Reheating Temperature and Inflaton Mass Bounds from Thermalization After Inflation
John McDonald (Glasgow)

TL;DR
This paper investigates the thermalization process after inflation, showing how it affects bounds on reheating temperature and inflaton mass, with implications for the universe's thermal history and constraints from gravitino production.
Contribution
It highlights the importance of considering the full decay spectrum and delay in thermalization, providing new bounds on reheating temperature and inflaton mass in inflation models.
Findings
Reheating temperature bounds can be raised to 10^{12} GeV.
Thermalization before nucleosynthesis imposes inflaton mass limits.
Thermalization before electroweak transition is challenging in realistic models.

» **What you have to do**
Copy out the whole reheating temperature paper summary word for word, from its title line to its last finding. The rows that come next aren't needed for anything here.

» **Stored rows**

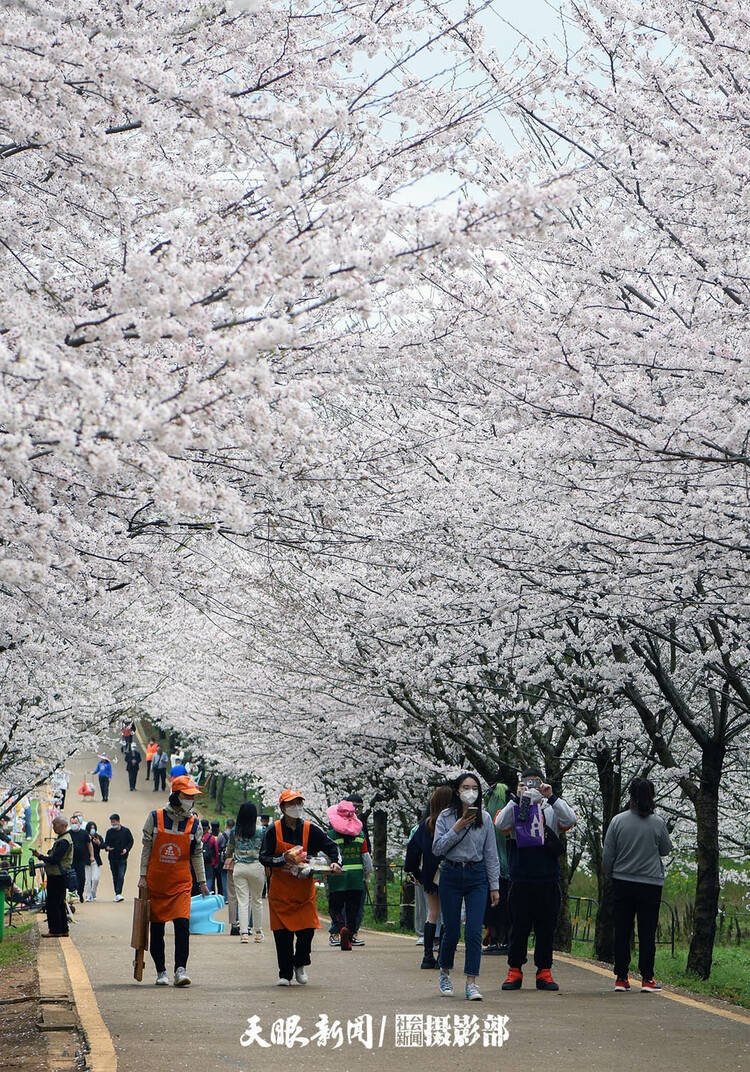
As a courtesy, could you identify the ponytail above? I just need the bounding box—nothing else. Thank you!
[629,778,655,819]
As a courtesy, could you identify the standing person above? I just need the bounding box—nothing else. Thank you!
[495,768,578,991]
[68,815,93,905]
[138,775,209,986]
[84,821,104,900]
[146,738,159,781]
[31,815,73,938]
[259,789,341,986]
[151,744,168,793]
[326,800,373,952]
[432,771,500,1001]
[482,776,510,956]
[104,812,133,900]
[200,819,219,893]
[125,741,143,792]
[226,801,266,942]
[91,756,113,802]
[404,786,453,968]
[601,778,672,994]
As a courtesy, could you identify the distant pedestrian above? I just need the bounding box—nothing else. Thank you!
[125,744,141,792]
[138,775,209,986]
[260,789,341,986]
[84,821,104,900]
[91,756,113,802]
[601,778,672,994]
[31,815,73,938]
[146,738,159,781]
[432,771,500,1001]
[104,813,133,900]
[495,768,578,991]
[404,786,453,968]
[151,744,169,793]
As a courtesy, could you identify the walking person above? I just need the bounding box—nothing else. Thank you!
[326,800,373,952]
[84,821,104,900]
[138,775,209,986]
[31,815,73,938]
[146,738,159,781]
[259,789,341,986]
[104,812,133,902]
[601,778,672,994]
[151,744,167,793]
[91,756,113,803]
[404,786,453,968]
[68,815,94,905]
[226,801,266,943]
[432,772,500,1001]
[495,768,578,991]
[125,741,141,792]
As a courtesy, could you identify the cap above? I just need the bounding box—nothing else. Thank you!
[171,774,204,796]
[279,789,304,804]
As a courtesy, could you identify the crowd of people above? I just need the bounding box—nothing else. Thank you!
[21,733,672,1001]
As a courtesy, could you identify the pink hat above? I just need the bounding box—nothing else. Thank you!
[326,801,362,836]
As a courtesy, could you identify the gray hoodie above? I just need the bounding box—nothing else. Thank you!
[601,808,672,885]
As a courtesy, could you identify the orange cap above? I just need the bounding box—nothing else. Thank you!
[171,774,204,796]
[279,789,304,804]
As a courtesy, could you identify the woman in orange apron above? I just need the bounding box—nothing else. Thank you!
[138,775,209,986]
[259,789,341,986]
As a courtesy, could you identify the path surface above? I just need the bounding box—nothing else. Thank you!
[66,751,750,1072]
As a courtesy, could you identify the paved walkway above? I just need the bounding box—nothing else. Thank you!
[60,757,750,1072]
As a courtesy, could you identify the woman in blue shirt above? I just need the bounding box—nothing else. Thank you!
[432,772,500,1001]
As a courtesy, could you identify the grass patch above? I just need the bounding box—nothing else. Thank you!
[572,941,750,1009]
[0,920,35,970]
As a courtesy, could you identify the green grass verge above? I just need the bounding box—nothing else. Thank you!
[0,920,36,971]
[571,941,750,1009]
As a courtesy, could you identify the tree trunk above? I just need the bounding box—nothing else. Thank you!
[373,808,388,923]
[686,742,725,979]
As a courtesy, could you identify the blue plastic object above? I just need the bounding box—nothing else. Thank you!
[190,893,226,935]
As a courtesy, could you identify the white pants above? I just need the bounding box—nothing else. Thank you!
[84,860,102,900]
[233,860,266,935]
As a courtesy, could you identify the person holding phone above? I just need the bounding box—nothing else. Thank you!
[432,772,500,1001]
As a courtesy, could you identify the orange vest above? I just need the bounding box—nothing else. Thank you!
[146,808,198,923]
[268,819,320,930]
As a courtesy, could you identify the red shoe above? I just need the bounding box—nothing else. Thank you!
[500,968,524,991]
[537,968,559,991]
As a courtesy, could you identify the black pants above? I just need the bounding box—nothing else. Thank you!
[508,881,560,971]
[149,919,190,971]
[73,860,86,900]
[328,890,362,935]
[47,875,68,935]
[273,927,315,980]
[484,878,510,946]
[109,852,128,897]
[612,878,661,979]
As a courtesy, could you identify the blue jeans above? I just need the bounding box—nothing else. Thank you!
[438,860,489,976]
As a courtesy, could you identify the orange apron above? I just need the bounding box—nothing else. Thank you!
[146,808,198,923]
[268,819,320,930]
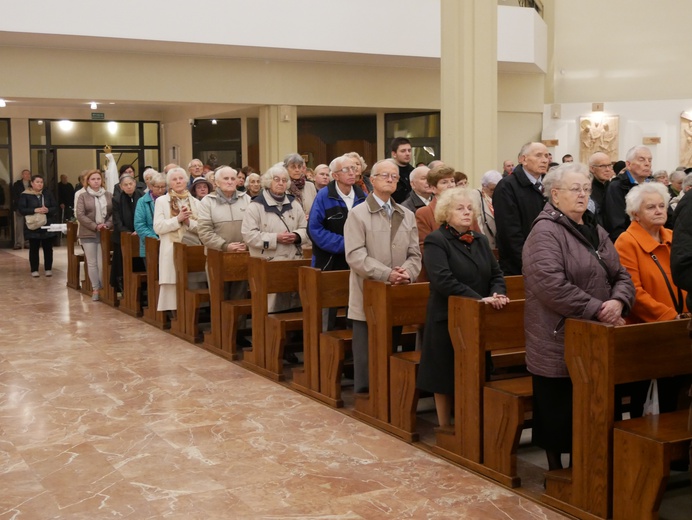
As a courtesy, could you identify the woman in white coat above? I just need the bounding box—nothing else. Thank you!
[154,167,199,311]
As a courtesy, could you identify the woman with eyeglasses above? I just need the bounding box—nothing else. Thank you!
[522,163,635,476]
[241,163,314,312]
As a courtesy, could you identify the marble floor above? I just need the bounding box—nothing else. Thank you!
[0,250,565,520]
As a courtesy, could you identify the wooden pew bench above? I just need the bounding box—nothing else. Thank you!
[143,237,171,329]
[242,257,310,381]
[543,319,692,520]
[433,296,533,487]
[67,222,84,292]
[171,243,209,343]
[118,231,147,318]
[353,280,430,442]
[291,267,352,407]
[202,249,252,360]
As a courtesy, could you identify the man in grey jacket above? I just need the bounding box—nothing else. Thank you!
[344,160,421,393]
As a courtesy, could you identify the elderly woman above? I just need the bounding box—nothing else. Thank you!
[314,164,331,191]
[75,170,113,301]
[522,163,635,470]
[473,170,502,249]
[245,172,262,199]
[17,175,58,278]
[154,167,199,317]
[417,187,509,430]
[110,168,143,293]
[241,163,308,312]
[615,182,689,417]
[344,152,372,195]
[135,170,167,258]
[284,153,317,215]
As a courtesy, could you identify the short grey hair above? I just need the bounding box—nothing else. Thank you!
[625,182,670,220]
[543,162,591,202]
[214,166,238,182]
[481,170,502,187]
[625,144,651,162]
[260,162,290,189]
[166,166,190,186]
[282,153,305,169]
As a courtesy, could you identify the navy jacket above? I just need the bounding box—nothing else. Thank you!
[308,181,366,271]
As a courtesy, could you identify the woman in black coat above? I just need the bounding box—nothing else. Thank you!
[18,175,58,278]
[417,187,509,429]
[110,174,143,293]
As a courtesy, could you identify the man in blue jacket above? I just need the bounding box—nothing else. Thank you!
[308,155,366,330]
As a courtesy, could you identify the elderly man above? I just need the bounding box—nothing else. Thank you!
[12,170,31,249]
[589,152,615,225]
[493,143,550,276]
[603,146,651,242]
[344,160,421,393]
[401,166,432,213]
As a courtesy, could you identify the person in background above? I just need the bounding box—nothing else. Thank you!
[109,173,143,293]
[416,188,509,430]
[154,168,200,319]
[75,170,113,301]
[615,182,689,417]
[190,172,214,200]
[471,170,502,249]
[524,163,635,470]
[245,172,262,199]
[314,164,331,191]
[135,171,167,258]
[17,175,58,278]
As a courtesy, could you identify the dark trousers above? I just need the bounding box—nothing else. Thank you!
[29,236,53,273]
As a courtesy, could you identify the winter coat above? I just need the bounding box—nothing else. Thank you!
[615,221,687,323]
[308,181,366,271]
[241,189,309,260]
[75,190,113,238]
[197,191,251,251]
[344,194,421,321]
[524,203,635,377]
[154,194,199,284]
[17,188,59,240]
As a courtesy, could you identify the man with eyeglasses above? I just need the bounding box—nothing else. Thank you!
[589,152,615,226]
[344,159,421,393]
[493,138,551,276]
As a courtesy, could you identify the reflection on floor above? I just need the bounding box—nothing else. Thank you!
[0,248,690,520]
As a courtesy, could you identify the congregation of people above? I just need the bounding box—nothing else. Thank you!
[13,138,692,482]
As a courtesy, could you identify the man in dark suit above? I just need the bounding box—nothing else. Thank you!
[493,143,550,276]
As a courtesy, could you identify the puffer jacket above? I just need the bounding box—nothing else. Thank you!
[522,203,635,377]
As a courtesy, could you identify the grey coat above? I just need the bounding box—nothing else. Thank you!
[522,204,635,377]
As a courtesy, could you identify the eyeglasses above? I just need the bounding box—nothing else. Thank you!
[555,186,592,195]
[370,173,399,181]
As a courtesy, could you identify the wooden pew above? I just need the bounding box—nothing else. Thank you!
[202,249,252,360]
[242,257,310,381]
[67,222,86,291]
[171,243,209,343]
[543,319,692,518]
[353,280,430,441]
[100,229,118,307]
[291,267,352,406]
[142,237,171,329]
[433,296,532,487]
[118,231,147,318]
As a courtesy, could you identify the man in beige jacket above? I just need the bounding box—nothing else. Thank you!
[344,160,421,393]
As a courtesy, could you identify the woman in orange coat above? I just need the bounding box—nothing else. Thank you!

» **Output**
Reheating Temperature and Inflaton Mass Bounds from Thermalization After Inflation
John McDonald (Glasgow)

TL;DR
This paper investigates the thermalization process after inflation, showing how it affects bounds on reheating temperature and inflaton mass, with implications for the universe's thermal history and constraints from gravitino production.
Contribution
It highlights the importance of considering the full decay spectrum and delay in thermalization, providing new bounds on reheating temperature and inflaton mass in inflation models.
Findings
Reheating temperature bounds can be raised to 10^{12} GeV.
Thermalization before nucleosynthesis imposes inflaton mass limits.
Thermalization before electroweak transition is challenging in realistic models.